Task description:
Among the lines below, count those with the word "instance". Answer with the number only.

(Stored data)
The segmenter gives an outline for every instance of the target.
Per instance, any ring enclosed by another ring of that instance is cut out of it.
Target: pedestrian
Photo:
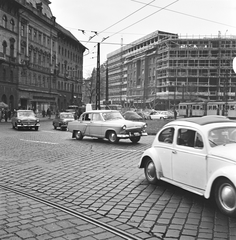
[[[47,116],[48,116],[49,119],[51,119],[51,110],[49,108],[47,110]]]
[[[174,117],[175,117],[175,119],[177,118],[177,111],[176,111],[176,109],[174,110]]]
[[[2,121],[2,110],[0,109],[0,122]]]
[[[8,111],[7,111],[7,109],[4,110],[4,119],[5,119],[5,122],[7,122],[7,119],[8,119]]]
[[[8,119],[11,120],[11,110],[10,109],[8,110],[7,115],[8,115]]]
[[[43,118],[45,117],[45,110],[42,111]]]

Answer space:
2